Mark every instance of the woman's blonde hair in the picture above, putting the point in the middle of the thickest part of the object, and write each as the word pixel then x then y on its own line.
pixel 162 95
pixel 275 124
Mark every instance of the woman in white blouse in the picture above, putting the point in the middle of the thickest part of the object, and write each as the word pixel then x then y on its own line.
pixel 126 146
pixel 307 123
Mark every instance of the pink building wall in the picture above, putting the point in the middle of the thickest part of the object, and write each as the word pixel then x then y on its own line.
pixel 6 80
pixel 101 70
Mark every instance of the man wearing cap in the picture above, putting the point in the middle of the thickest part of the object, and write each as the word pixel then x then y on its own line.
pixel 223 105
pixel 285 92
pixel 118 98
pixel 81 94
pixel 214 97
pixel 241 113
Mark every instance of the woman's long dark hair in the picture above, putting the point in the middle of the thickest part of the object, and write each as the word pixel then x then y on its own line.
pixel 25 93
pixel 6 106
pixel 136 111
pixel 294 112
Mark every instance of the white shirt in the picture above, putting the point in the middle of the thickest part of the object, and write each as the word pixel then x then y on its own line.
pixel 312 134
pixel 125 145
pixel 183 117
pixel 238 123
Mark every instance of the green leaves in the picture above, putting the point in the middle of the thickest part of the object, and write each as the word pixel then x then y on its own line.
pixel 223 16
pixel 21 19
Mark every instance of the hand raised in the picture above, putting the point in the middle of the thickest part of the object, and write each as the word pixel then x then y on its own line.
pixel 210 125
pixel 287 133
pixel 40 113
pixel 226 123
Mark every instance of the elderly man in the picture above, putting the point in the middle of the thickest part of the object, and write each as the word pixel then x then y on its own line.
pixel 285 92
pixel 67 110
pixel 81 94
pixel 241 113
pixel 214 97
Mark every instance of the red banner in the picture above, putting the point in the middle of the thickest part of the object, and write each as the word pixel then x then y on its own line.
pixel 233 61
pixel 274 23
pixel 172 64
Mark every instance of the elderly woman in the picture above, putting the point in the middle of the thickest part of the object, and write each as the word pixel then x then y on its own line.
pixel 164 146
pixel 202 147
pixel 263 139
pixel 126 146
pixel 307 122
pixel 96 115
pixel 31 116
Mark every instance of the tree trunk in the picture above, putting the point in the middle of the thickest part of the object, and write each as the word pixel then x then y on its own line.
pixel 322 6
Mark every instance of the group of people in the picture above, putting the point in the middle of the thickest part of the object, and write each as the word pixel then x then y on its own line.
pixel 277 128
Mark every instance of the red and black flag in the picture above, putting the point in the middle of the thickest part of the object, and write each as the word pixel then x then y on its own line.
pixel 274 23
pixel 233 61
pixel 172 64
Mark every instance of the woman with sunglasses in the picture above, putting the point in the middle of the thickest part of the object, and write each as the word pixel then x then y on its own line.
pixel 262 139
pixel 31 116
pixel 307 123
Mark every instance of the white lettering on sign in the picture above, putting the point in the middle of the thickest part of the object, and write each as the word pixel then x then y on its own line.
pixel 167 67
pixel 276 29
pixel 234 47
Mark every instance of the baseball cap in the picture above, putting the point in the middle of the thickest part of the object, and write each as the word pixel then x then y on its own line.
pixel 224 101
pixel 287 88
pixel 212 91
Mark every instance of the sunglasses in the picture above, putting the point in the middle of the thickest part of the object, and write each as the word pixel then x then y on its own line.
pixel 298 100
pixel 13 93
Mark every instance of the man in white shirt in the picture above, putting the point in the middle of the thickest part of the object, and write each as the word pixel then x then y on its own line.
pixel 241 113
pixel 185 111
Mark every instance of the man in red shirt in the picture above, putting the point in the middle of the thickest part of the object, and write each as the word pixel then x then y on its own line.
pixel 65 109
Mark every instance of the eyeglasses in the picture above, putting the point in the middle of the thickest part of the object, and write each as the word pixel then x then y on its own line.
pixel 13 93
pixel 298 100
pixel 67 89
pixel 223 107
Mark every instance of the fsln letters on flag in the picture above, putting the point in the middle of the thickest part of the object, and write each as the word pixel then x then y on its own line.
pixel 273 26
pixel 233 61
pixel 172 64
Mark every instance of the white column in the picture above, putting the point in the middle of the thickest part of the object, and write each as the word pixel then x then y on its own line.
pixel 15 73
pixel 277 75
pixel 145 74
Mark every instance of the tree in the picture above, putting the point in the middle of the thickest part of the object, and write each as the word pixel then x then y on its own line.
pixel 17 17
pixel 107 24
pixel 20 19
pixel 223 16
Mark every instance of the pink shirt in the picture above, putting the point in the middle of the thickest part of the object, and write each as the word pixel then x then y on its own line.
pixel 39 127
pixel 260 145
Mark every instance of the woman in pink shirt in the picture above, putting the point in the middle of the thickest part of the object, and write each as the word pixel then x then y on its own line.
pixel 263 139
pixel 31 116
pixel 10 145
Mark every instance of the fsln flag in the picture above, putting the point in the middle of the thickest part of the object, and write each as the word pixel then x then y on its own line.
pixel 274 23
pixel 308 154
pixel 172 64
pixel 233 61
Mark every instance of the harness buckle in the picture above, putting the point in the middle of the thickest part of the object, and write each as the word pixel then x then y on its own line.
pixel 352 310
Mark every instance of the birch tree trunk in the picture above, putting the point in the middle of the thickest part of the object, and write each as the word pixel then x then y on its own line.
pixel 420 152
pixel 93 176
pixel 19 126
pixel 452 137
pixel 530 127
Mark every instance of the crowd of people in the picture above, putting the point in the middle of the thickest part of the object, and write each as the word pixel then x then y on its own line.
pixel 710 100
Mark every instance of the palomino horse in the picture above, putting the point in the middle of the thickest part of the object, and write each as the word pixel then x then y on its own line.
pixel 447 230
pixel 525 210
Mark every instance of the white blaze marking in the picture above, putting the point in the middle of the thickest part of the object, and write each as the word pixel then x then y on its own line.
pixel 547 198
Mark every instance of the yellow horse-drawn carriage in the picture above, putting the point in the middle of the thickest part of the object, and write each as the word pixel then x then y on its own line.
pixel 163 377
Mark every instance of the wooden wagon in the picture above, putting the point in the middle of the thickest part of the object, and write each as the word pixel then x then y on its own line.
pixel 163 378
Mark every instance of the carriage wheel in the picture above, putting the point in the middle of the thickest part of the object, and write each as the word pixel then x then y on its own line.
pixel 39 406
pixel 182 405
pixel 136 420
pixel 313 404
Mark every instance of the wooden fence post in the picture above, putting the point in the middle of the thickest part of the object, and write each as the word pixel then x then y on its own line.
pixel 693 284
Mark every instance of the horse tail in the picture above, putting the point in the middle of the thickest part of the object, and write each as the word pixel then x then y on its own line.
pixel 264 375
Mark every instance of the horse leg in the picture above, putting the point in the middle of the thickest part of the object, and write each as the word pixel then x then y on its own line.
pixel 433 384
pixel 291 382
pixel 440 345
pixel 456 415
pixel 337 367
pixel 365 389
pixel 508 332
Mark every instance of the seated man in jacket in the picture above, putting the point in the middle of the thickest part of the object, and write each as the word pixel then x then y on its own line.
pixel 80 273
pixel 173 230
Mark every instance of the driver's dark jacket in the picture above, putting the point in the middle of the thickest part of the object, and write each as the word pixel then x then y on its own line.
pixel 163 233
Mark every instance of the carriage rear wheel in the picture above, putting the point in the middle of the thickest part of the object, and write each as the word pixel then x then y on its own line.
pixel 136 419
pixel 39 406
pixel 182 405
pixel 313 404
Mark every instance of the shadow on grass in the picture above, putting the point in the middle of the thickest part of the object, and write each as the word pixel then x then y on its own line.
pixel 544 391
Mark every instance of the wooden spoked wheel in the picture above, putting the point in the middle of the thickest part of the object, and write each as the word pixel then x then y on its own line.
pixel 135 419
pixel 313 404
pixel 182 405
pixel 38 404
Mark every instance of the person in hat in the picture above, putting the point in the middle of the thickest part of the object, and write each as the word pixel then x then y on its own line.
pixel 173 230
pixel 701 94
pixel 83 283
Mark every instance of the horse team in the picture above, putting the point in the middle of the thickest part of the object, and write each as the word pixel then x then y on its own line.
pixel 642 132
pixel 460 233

▶ WRITTEN INSTRUCTION
Repeat the lines of the listing word for word, starting with the line that contains "Mark every instance of the hand" and going on through the line that contains "pixel 226 123".

▶ FINAL RESULT
Mark every instance of the hand raised in the picture above, putting the point in the middle of the thickest part of the object, and write each as the word pixel then x then y on its own line.
pixel 210 125
pixel 287 133
pixel 40 113
pixel 226 123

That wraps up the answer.